- _Excerpted data_:
________________

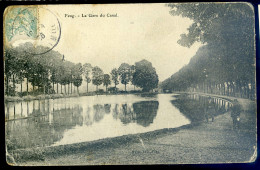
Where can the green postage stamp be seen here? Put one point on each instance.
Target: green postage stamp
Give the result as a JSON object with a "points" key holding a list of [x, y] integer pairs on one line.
{"points": [[128, 84]]}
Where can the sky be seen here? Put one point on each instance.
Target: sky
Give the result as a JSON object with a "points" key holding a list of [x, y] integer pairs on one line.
{"points": [[140, 31]]}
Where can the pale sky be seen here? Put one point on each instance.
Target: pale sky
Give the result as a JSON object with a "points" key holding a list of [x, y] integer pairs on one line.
{"points": [[141, 31]]}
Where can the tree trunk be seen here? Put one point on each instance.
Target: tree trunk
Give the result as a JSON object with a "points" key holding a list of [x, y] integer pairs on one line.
{"points": [[14, 83], [7, 85], [53, 86], [21, 88], [44, 89], [71, 87]]}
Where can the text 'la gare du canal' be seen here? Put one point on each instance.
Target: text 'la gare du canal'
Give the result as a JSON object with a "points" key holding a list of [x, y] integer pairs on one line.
{"points": [[91, 15]]}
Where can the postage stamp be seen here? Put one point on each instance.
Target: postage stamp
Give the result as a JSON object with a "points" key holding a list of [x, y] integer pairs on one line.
{"points": [[34, 24], [113, 84]]}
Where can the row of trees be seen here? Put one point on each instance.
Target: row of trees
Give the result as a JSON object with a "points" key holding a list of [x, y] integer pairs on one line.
{"points": [[226, 63], [46, 70]]}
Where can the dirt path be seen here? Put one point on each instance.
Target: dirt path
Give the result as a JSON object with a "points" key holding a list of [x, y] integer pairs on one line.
{"points": [[212, 142]]}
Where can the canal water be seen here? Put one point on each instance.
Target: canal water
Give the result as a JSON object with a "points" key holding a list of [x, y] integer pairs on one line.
{"points": [[64, 121]]}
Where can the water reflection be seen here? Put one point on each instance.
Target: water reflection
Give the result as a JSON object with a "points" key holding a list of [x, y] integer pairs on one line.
{"points": [[201, 108], [72, 120]]}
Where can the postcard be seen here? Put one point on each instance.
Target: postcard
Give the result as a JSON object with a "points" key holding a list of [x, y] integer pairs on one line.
{"points": [[130, 84]]}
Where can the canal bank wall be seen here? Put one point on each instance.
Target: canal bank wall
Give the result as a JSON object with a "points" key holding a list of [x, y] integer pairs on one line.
{"points": [[202, 142]]}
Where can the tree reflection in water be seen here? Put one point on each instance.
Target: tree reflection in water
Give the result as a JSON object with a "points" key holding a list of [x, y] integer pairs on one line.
{"points": [[142, 113], [194, 107]]}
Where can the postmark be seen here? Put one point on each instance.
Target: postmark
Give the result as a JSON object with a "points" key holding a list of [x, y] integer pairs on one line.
{"points": [[37, 26]]}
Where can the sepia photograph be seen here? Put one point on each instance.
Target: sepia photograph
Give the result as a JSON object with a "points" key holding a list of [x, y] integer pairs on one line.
{"points": [[130, 84]]}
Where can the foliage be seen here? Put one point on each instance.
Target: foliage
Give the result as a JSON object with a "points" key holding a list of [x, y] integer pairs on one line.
{"points": [[106, 80], [114, 76], [226, 62], [145, 75]]}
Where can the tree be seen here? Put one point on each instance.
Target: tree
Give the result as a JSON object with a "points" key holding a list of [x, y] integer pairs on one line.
{"points": [[77, 81], [97, 76], [125, 73], [225, 64], [87, 68], [114, 76], [145, 76], [77, 75], [106, 80], [132, 71]]}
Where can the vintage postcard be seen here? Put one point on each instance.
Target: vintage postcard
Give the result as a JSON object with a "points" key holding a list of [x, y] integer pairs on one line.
{"points": [[130, 84]]}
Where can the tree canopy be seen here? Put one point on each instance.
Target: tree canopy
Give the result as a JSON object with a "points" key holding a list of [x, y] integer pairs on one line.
{"points": [[145, 75], [227, 59]]}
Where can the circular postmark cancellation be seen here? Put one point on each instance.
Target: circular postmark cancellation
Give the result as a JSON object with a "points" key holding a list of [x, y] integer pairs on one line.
{"points": [[36, 27]]}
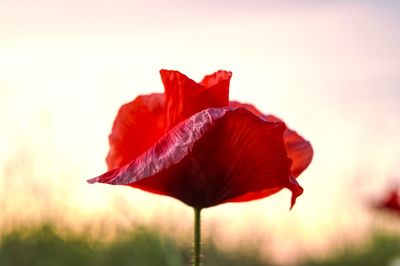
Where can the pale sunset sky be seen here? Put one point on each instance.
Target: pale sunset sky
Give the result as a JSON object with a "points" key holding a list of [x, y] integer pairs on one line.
{"points": [[330, 70]]}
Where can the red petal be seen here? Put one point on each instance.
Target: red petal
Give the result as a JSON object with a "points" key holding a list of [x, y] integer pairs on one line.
{"points": [[138, 125], [185, 97], [298, 149], [216, 156]]}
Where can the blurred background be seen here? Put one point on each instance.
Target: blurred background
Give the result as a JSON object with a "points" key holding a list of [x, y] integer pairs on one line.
{"points": [[330, 69]]}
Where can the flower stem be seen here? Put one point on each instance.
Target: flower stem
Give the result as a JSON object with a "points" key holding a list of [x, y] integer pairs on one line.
{"points": [[197, 237]]}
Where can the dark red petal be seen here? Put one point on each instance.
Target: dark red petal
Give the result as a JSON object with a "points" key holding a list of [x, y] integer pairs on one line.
{"points": [[185, 97], [138, 125], [298, 149], [216, 156]]}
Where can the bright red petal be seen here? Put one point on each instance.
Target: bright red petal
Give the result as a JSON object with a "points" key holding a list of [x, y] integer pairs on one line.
{"points": [[218, 155], [185, 97], [298, 149], [138, 125]]}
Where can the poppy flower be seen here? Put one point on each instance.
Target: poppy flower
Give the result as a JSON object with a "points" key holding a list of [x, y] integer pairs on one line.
{"points": [[193, 144], [391, 202]]}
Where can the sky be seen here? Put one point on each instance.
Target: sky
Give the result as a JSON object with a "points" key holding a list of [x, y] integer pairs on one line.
{"points": [[331, 71]]}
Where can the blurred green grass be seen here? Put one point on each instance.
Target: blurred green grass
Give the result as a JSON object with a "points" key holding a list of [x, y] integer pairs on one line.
{"points": [[46, 246]]}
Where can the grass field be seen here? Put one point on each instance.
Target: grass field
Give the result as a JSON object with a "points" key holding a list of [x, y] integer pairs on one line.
{"points": [[46, 246]]}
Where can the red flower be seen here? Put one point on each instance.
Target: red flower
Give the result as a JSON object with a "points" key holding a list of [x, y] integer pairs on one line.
{"points": [[391, 202], [192, 144]]}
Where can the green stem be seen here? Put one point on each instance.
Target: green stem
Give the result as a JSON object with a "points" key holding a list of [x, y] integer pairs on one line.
{"points": [[197, 237]]}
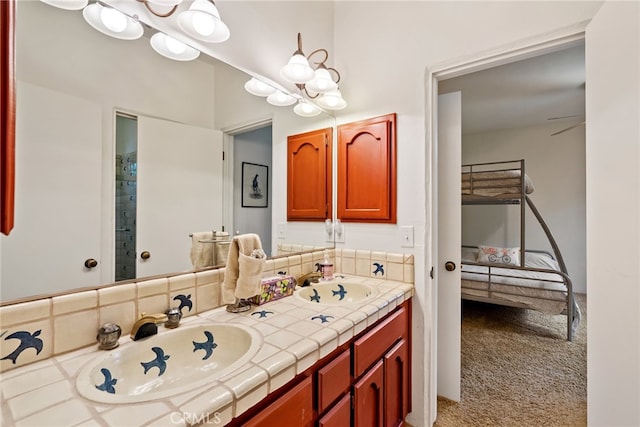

________________

- _Task details_:
An exact, image-free transcript of the material is required.

- _Task answer_:
Where can the green postage stamp be seen here? Put one point on each instance.
Target: green postage stamp
Give the result as a JSON object with a "points" key holding a list of [x, y] integer pairs on one line.
{"points": [[128, 84]]}
Where can the sky be seen here? Put one point on each instance.
Target: sky
Give the result as a JSON object with a "points" key holding a list of [x, y] integer pairs on one line.
{"points": [[140, 31]]}
Where can the pale sky be seen here? Put one point on each instance.
Target: pale sky
Give the result as a JSON object with a "points" key holding a list of [x, y] integer pairs on one line.
{"points": [[141, 31]]}
Where can the tree trunk be seen here? Put one point on each instance.
Target: tree trunk
Give the result as a JSON object with a "points" key holding a list of [x, y] integer pairs on one line.
{"points": [[14, 83], [7, 85], [53, 86], [21, 88], [44, 89], [71, 87]]}
Where can the text 'la gare du canal' be seen here? Put one point on each instance.
Target: text 'la gare du canal'
Give the result as a JSON object with a "points" key holding a list of [x, y] integer pairs on one line.
{"points": [[91, 15]]}
Where can the postage stamp be seen here? Put one point on each instance.
Target: postage stamp
Give the result as a JSON object with a "points" key holding a list of [x, y] integer pairs on one line.
{"points": [[34, 24], [113, 84]]}
Where can the row of trees be seen here? Put one point on each instance.
Target: row of trees
Give the result as a JSON object with a "points" key holding a list of [x, y] integer pairs on one line.
{"points": [[226, 63], [46, 70]]}
Where can the dirt path be seen here? Put one point on each instance.
Target: dirt path
Give the result as a JSON object with a "points" key holding a list of [x, y] integer pairs on one line.
{"points": [[212, 142]]}
Where can the canal water be seen here? Put one point on each instance.
Target: canal water
Give the result as a JSON object with a "points" key holding a list of [x, y] integer pairs on one line.
{"points": [[64, 121]]}
Where can the water reflection be seen here? Put one point on each instance.
Target: water reflection
Give the result as a JSON object with a "points" key holding a list of [x, y] integer pairs on one line.
{"points": [[201, 108], [72, 120]]}
Where can the postcard be seen here? Put one point on each instance.
Target: postcard
Give the result as a JSON object with a "points" key holding a list of [x, y] integer pairs on one line.
{"points": [[130, 84]]}
Where can the canal bank wall be seen here? Put one point on each instance.
Target: canal bank wall
Give the result as a JSON object with a "points" key holding a list of [x, y] integer pairs on one line.
{"points": [[202, 142]]}
Where can the tree reflection in water be seen here? Put one point on each instance.
Target: tree reflection in water
Give the result as a JSON object with a "points" key holding a list of [x, y] integer pairs on one line.
{"points": [[142, 113], [194, 107]]}
Where can the postmark be seen here? Put one point on each instance.
Target: postmark
Give the result as a JSON object with a "points" key holding a list of [x, y] integer pairs on one line.
{"points": [[37, 26]]}
Where can the sepia photograph be seen here? Put one point on each instance.
Target: sepia photograph
Give the result as a JSON object with a "points" key holding a list of [x, y] integer pairs on one line.
{"points": [[130, 84]]}
Where can the foliage be seen here? Put one point on each instance.
Target: foliage
Give the result as a JSON object with a "points" key holding a list of [x, y] integer pairs on one line.
{"points": [[106, 80], [114, 76], [226, 62], [145, 75]]}
Where can the tree be seen here? Put one point on each instance.
Target: tree
Give the result as a JSON object with a "points" key holding a list of [x, y] integer pairs on one line.
{"points": [[77, 81], [97, 76], [125, 73], [225, 64], [87, 68], [114, 76], [145, 76], [77, 75], [106, 80], [132, 71]]}
Where can the vintage postcard be seen here? Put one point on each instance.
Target: vintage postcard
Give the result as a JSON object with a "points" key holding a list of [x, y] integer pairs on one line.
{"points": [[130, 84]]}
Where can the tree canopy be seen here? Put one point on each instance.
Target: tree canopy
Give the result as a JSON object with a "points" key holding a list of [x, y] integer pairs on one line.
{"points": [[145, 75], [227, 59]]}
Where can the circular postmark cancellation be seen here? Put one point on each instance.
Target: circular postmark cancellation
Give the result as a JSON object with a "points" key holding a list of [x, y] integer pairs on one line.
{"points": [[36, 27]]}
Where can the pale sunset sky be seen here? Put one point on each instance.
Target: pale sunset sky
Give the result as a JSON object with a "points" key holding a list of [x, y] integer pairs on one line.
{"points": [[330, 70]]}
Where can the red petal be seen here? Put one point on each instance.
Target: red petal
Give the result as a JSON object with a "points" key holding a list of [x, y] integer pairs on one line.
{"points": [[138, 125], [185, 97], [298, 149], [216, 156]]}
Where can the blurred background be seen here? Put one point on each instance.
Target: blurred background
Give the result as a JSON object with a "points" key holding a list of [x, y] integer pairs on one line.
{"points": [[330, 69]]}
Where can the flower stem be seen here? Put one point on each instance.
Target: flower stem
Give the result as a JSON object with a "points" key holding a list of [x, y] integer pairs on one line.
{"points": [[197, 237]]}
Where can the dark red petal be seen here? Put one point on each instance.
Target: dark red petal
Give the result as a JSON object with a "points" key holding a list of [x, y] integer pairs on one line.
{"points": [[185, 97], [138, 125], [298, 149], [216, 156]]}
Where can the bright red petal be seen here? Put one point on each instance.
Target: bright red petal
Give the result as a JSON object with a "points" key holding a list of [x, y] integer pairs on one line.
{"points": [[218, 155], [185, 97], [298, 149], [138, 125]]}
Where can the poppy flower be seen here? Put one point on each instance.
Target: poppy flower
Give the result as a JSON object with a "points" key holding a list of [x, y] integer pairs on one line.
{"points": [[193, 144], [391, 202]]}
Where can the sky be seen here? Put one point on each instance.
Target: sky
Give the result as a JSON object with a "points" key holding a list of [x, y] integer pairs on one line.
{"points": [[331, 71]]}
Where can the blurred green grass be seen here? Put one point on each instance.
Target: blurred green grass
Give the result as a JSON object with a "points" key holding a list of [x, y] integer pairs on one line.
{"points": [[46, 246]]}
Where can the grass field be seen here? Put one point on each instance.
Target: grass field
Give the result as a JSON object with a "points" key holding a list of [x, y] integer pairs on one line.
{"points": [[46, 246]]}
Where can the red flower be seen here? Put one point on each instance.
Target: red flower
Give the result as a JSON object with a "points" key holding a list of [x, y] integer pairs on one line.
{"points": [[391, 202], [192, 144]]}
Where can the green stem be seen here? Put one point on each instance.
Target: green stem
Give the result as a JSON object with a "points" key holding a list of [x, y] integer pairs on one line.
{"points": [[197, 237]]}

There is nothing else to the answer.